• **To do**
Carry on the text about placekicker John Potter, which appears below ahead of the items, by writing what follows its final sentence.
-- START Extract provided --
John Potter (born January 24, 1990) is a former American football placekicker. The Buffalo Bills selected him in the seventh round, 251st overall, of the 2012 NFL Draft. He played college football at Western Michigan University.

College
Potter left Western Michigan as the all-time leader in career points (333), consecutive point after touchdowns (PATs) made in a season (57) and consecutive PATs made in a career (129). His 129 consecutive PATs is also a Mid-American Conference (MAC) record. Potter recorded 36 touchbacks his senior season which ranked third in the nation. Potter also holds the school record for tackles by a kicker (36).  In addition, he scored a rushing touchdown on a fake field goal, ran in a two-point conversion and recovered two fumbles on kickoff coverage.

Potter was named third-team All-MAC his junior and senior season. He was also named conference special teams player of the week four times. He was named the first-team Academic All-American his senior season and graduated summa cum laude.
-- END Extract provided --
-- START Information given --
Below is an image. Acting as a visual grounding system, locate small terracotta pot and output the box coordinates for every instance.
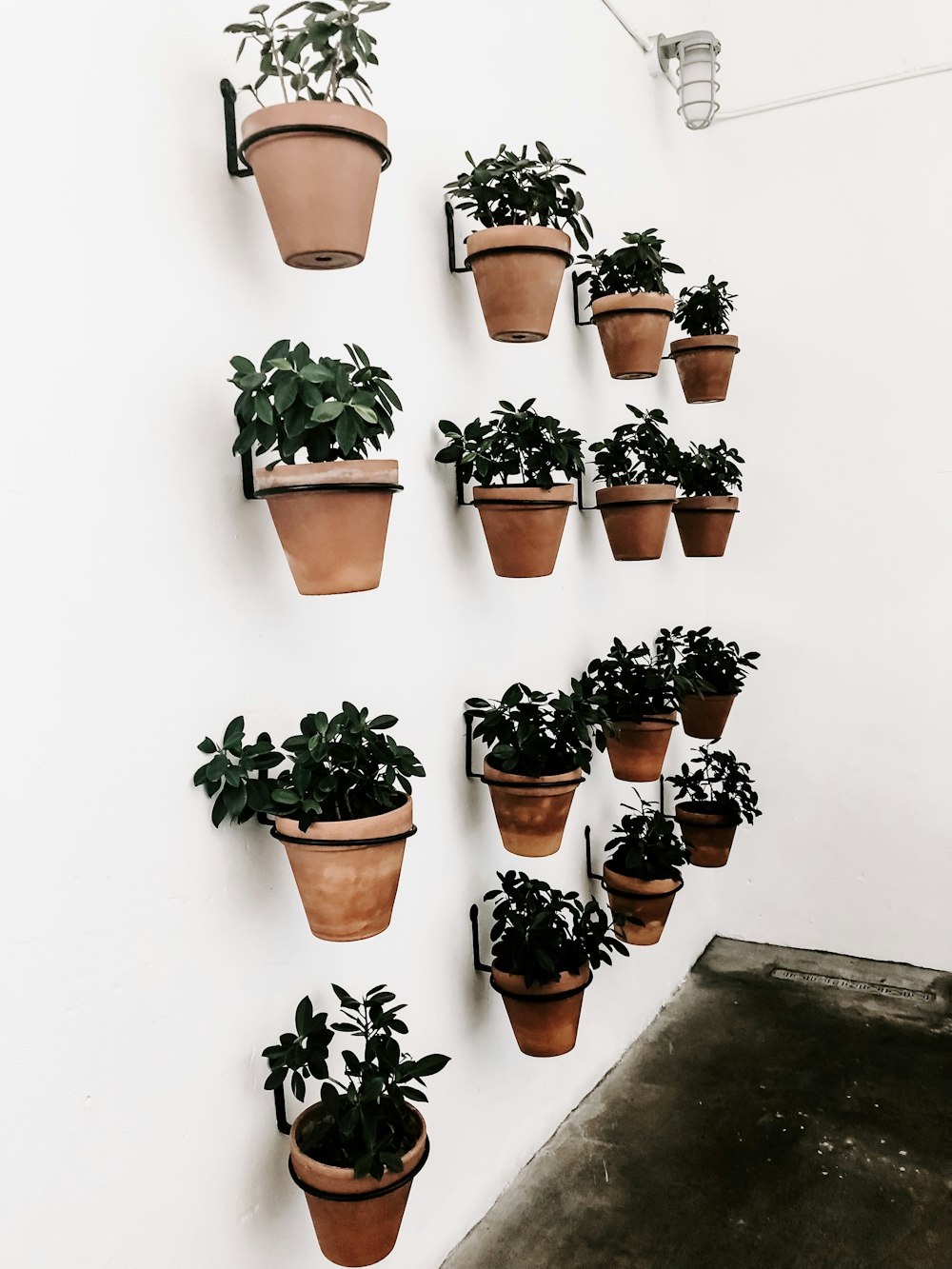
[605,710,678,784]
[492,961,590,1057]
[483,759,582,859]
[603,864,681,948]
[674,802,739,868]
[671,335,740,405]
[466,225,572,344]
[255,458,400,595]
[595,485,677,560]
[472,485,575,578]
[290,1102,426,1265]
[591,290,674,380]
[678,691,738,740]
[674,498,739,557]
[274,798,414,942]
[241,102,387,269]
-- END Information given --
• **Exercise answer**
Professional career

Buffalo Bills
Potter was selected in the seventh round, 251st overall, by the Buffalo Bills in the 2012 NFL Draft. He was the kickoff specialist for the first six weeks of the season, registering 13 touchbacks on 26 kickoffs. He was released on November 6, 2012.

Washington Redskins
Potter signed with the Washington Redskins on June 12, 2013. He was released on August 26, 2013. The Redskins re-signed him on September 14 after an injury to the incumbent kicker Kai Forbath. Potter made 3 of 4 Field Goals in 3 games with the Redskins. On October 1, 2013, he was released, along with Phillip Merling, in order to make room on the roster for the reinstatement of Rob Jackson and Jarvis Jenkins.

Detroit Lions
The Detroit Lions signed Potter to a futures contract at the conclusion of the 2013 season. He was released on May 12, 2014.

Miami Dolphins
Potter was signed by the Miami Dolphins after the team's first 2014 preseason game. Potter was 3 for 3 in field goals including kicks from 48 and 51 yards. The Dolphins waived an injured Potter on August 25, 2014.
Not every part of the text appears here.